* start Record excerpts *

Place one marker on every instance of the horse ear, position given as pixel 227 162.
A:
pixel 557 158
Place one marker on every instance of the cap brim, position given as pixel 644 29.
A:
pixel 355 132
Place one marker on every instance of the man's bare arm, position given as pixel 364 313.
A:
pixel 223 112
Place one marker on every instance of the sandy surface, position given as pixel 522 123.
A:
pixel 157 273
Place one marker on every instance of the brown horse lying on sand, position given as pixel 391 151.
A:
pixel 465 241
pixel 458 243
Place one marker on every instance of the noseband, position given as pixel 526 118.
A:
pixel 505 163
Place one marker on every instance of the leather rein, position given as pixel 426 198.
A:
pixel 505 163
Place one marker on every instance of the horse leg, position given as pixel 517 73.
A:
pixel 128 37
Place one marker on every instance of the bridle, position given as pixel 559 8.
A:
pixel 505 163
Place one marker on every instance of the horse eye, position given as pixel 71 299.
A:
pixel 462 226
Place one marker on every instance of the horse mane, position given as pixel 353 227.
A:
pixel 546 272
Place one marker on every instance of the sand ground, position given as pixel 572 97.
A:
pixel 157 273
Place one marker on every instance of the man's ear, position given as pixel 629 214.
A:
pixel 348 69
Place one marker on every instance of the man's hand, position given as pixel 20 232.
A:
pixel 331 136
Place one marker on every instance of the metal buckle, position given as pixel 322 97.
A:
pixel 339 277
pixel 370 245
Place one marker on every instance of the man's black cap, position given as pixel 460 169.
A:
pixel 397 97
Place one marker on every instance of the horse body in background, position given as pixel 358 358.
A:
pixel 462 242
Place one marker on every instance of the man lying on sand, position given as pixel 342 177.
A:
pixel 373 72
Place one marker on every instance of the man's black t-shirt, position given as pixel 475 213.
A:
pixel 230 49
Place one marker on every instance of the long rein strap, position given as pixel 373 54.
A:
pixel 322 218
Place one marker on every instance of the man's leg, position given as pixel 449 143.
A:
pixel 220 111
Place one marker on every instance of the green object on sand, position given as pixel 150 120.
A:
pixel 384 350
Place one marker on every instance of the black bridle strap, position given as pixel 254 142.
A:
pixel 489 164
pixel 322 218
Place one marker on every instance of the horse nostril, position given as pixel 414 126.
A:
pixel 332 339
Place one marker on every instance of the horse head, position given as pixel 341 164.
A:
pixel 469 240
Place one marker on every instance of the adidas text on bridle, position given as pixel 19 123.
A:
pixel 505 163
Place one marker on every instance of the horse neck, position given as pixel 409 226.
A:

* end Record excerpts *

Direction:
Turn every line of the entries above into a numbered list, leaving out any blank lines.

Task output:
1. Place one marker on every instance of the horse ear, position given as pixel 227 162.
2. A:
3. pixel 557 158
4. Place one marker on every instance of the cap brim, position given as pixel 644 29.
5. A:
6. pixel 355 132
7. Place one marker on every instance of the man's bare arm, position given as pixel 364 313.
8. A:
9. pixel 223 112
10. Place one marker on every instance of the sandy surface, position given as pixel 522 123.
11. A:
12. pixel 157 273
13. Place one marker on every instance of the brown horse lying on sand, position given as pixel 391 151.
14. A:
15. pixel 465 241
16. pixel 458 243
17. Place one marker on every instance of the noseband, position given as pixel 526 118.
18. A:
19. pixel 505 163
20. Place one marker on every instance of the leather rein, position given as pixel 426 198.
21. A:
22. pixel 505 163
23. Place one marker on every instance of the horse leg, position given as pixel 517 73.
24. A:
25. pixel 128 37
26. Place one marker on every instance of the bridle, position given as pixel 559 8.
27. A:
28. pixel 505 163
29. Place one marker on every instance of the horse eye, position given as pixel 71 299.
30. A:
31. pixel 462 226
32. Place one marker on every instance of the horse mane, position given as pixel 353 227.
33. A:
34. pixel 546 272
35. Place one marker on every instance of the sand ground, position given as pixel 572 97.
36. A:
37. pixel 157 273
38. Place one marker on every instance of the man's ear, position given as pixel 629 214.
39. A:
40. pixel 348 69
41. Place one marker on every instance of the man's hand, position given as pixel 20 232.
42. A:
43. pixel 331 136
44. Place one marker on every instance of the metal buckle, position given as pixel 322 97.
45. A:
46. pixel 339 277
47. pixel 370 245
48. Place one marker on every instance of the man's black cap, position given as pixel 460 169.
49. A:
50. pixel 397 97
51. Place one marker on every instance of the horse body in background, position given as pixel 358 358.
52. A:
53. pixel 462 242
54. Place one marker on every instance of the man lying on sand, position given as pixel 342 177.
55. A:
56. pixel 373 72
57. Place one marker on every instance of the man's black t-shirt, position given as pixel 475 213.
58. A:
59. pixel 230 49
60. Place one marker on every instance of the long rein strap, position given as pixel 373 54.
61. A:
62. pixel 322 218
63. Place one marker on every instance of the man's leg, position given as pixel 449 143.
64. A:
65. pixel 220 111
66. Place one marker on every instance of the green object on sand, position given as pixel 150 120.
67. A:
68. pixel 384 350
69. Place one marker on every instance of the black bridle strap, position given as pixel 254 142.
70. A:
71. pixel 489 164
72. pixel 322 218
73. Place one marker on every instance of the horse nostril, position given as pixel 414 126.
74. A:
75. pixel 332 339
76. Place one marker on every instance of the horse head, position given as pixel 341 164.
77. A:
78. pixel 469 240
79. Place one marker on every instance of the adidas text on bridle, position given as pixel 19 123.
80. A:
81. pixel 505 163
82. Place one marker on every instance of the horse neck, position given as pixel 409 226.
83. A:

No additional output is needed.